_Required task_: Produce a verbatim transcription of the records below, beginning at the line containing "of the overcast" and ending at the final line; include only those lines.

..........

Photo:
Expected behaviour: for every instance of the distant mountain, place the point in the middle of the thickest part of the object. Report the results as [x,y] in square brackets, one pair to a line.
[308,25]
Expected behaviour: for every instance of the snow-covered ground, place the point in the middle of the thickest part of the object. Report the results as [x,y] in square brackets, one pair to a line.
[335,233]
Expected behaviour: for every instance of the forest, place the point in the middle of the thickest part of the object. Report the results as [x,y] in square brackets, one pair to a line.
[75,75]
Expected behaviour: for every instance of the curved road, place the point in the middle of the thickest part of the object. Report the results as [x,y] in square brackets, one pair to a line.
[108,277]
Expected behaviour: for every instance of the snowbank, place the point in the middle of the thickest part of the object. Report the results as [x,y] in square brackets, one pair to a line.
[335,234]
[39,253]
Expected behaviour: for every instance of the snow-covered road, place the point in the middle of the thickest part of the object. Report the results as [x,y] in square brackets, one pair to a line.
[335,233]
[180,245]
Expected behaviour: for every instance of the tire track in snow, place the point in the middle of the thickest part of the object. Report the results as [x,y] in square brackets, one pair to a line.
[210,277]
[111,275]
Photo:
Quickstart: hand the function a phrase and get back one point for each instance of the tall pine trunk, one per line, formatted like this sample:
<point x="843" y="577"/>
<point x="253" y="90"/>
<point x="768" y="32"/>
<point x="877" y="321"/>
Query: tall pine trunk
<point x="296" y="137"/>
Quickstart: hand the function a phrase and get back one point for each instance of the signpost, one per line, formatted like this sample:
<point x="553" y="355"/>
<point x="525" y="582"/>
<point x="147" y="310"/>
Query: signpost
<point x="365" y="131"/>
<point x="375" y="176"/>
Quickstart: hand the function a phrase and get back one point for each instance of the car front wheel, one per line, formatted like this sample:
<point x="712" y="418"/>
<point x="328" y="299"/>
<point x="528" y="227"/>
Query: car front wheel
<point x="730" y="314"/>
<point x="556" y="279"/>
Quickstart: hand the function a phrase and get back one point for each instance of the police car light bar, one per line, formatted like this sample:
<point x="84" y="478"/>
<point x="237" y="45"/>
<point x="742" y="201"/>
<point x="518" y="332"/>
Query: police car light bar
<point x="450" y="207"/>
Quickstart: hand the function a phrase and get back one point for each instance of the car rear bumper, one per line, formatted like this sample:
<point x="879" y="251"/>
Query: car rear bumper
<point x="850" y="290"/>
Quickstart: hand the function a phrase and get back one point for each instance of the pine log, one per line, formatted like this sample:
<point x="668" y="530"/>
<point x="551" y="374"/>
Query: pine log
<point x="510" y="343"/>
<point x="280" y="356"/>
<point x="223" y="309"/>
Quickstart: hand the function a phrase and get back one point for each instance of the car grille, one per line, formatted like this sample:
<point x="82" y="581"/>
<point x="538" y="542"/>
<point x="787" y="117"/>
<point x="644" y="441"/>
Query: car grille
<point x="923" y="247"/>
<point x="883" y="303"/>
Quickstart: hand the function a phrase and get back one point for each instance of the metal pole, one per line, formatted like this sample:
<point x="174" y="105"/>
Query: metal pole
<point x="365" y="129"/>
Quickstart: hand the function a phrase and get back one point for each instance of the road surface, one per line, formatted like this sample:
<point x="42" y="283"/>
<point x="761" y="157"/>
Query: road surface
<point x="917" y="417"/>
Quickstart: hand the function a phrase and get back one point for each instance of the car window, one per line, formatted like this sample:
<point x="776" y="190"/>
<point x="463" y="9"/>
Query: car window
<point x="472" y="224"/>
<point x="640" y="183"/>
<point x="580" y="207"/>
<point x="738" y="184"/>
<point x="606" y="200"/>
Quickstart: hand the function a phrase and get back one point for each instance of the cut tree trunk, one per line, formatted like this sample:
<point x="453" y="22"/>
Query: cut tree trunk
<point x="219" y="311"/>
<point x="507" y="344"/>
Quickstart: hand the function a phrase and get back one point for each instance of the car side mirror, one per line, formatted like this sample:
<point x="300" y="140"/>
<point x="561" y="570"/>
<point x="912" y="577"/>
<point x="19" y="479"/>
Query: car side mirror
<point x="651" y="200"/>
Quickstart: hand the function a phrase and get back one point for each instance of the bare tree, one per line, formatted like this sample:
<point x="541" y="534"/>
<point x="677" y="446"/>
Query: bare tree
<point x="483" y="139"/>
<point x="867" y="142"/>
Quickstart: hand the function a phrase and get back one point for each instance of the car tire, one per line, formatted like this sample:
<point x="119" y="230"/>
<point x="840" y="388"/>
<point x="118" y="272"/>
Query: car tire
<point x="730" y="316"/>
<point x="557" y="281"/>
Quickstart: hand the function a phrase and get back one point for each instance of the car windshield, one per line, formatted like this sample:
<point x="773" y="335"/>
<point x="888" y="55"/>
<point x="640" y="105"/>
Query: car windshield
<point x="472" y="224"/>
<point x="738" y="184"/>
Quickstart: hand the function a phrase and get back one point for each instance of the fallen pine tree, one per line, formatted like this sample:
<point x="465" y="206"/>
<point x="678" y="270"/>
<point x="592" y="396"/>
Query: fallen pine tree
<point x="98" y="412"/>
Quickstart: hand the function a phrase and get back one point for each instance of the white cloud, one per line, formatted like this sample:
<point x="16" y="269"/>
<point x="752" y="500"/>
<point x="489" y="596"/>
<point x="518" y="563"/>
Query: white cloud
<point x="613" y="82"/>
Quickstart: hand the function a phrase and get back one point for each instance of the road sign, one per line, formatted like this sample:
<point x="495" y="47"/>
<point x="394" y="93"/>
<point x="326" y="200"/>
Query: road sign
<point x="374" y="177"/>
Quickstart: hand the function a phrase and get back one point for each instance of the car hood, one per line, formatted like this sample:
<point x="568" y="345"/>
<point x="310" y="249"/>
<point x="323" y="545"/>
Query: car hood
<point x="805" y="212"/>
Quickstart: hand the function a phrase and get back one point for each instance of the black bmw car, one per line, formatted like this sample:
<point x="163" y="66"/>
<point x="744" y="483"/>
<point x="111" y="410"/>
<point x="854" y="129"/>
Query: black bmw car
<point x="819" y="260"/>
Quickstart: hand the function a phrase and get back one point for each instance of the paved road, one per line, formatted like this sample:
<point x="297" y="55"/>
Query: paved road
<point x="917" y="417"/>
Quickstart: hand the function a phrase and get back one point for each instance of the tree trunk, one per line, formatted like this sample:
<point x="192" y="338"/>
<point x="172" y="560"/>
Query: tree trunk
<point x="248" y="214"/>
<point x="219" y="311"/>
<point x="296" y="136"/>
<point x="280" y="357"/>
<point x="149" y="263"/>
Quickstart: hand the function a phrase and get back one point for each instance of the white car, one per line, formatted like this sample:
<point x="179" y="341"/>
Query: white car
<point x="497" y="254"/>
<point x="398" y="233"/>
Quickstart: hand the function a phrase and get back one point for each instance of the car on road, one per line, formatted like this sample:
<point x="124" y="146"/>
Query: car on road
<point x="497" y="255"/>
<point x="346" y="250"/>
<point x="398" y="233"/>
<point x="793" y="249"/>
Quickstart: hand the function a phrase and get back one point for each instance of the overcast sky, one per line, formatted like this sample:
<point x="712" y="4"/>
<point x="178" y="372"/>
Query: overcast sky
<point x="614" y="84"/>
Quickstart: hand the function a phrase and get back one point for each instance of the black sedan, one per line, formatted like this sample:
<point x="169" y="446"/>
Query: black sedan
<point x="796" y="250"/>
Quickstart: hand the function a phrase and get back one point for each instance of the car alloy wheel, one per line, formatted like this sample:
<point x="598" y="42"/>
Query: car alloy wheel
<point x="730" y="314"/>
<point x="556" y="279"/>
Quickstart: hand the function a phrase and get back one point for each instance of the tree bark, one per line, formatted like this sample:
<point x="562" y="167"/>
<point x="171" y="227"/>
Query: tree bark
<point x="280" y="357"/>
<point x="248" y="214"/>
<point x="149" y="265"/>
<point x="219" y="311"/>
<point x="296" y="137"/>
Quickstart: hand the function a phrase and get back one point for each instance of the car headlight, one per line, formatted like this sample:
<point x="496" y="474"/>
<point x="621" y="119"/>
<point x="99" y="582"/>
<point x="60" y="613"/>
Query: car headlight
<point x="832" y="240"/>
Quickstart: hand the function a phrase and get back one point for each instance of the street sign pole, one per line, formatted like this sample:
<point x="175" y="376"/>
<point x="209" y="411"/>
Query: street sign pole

..........

_Task result_:
Quickstart: hand the function a phrase and get back one point for each instance of the overcast sky, one per line, formatted like this sample:
<point x="712" y="4"/>
<point x="178" y="372"/>
Query: overcast sky
<point x="614" y="84"/>
Quickstart: hand the function a phrase and get back one point for each instance of the black sedan, one per line, formatted like this sample:
<point x="169" y="446"/>
Query: black sedan
<point x="796" y="250"/>
Quickstart: hand the function a phrase and get back one point for each instance of the car alloy wheel, one per line, formatted like this sample:
<point x="598" y="42"/>
Query: car alloy wheel
<point x="730" y="314"/>
<point x="556" y="279"/>
Quickstart: hand the function a phrase and get back one point for each instance of the tree bark, one per line, formatted like this sample:
<point x="562" y="167"/>
<point x="171" y="227"/>
Query: tree bark
<point x="280" y="357"/>
<point x="248" y="214"/>
<point x="149" y="265"/>
<point x="219" y="311"/>
<point x="296" y="137"/>
Quickstart: hand the function a phrase and get back one point for each instance of the car headlight, one per line, formatted like this sample:
<point x="496" y="474"/>
<point x="621" y="119"/>
<point x="99" y="582"/>
<point x="60" y="613"/>
Query: car headlight
<point x="832" y="240"/>
Quickstart: hand the function a phrase and get back one point for each instance of the street sign pole, one per line, formatted like this sample:
<point x="175" y="376"/>
<point x="209" y="411"/>
Query: street sign pole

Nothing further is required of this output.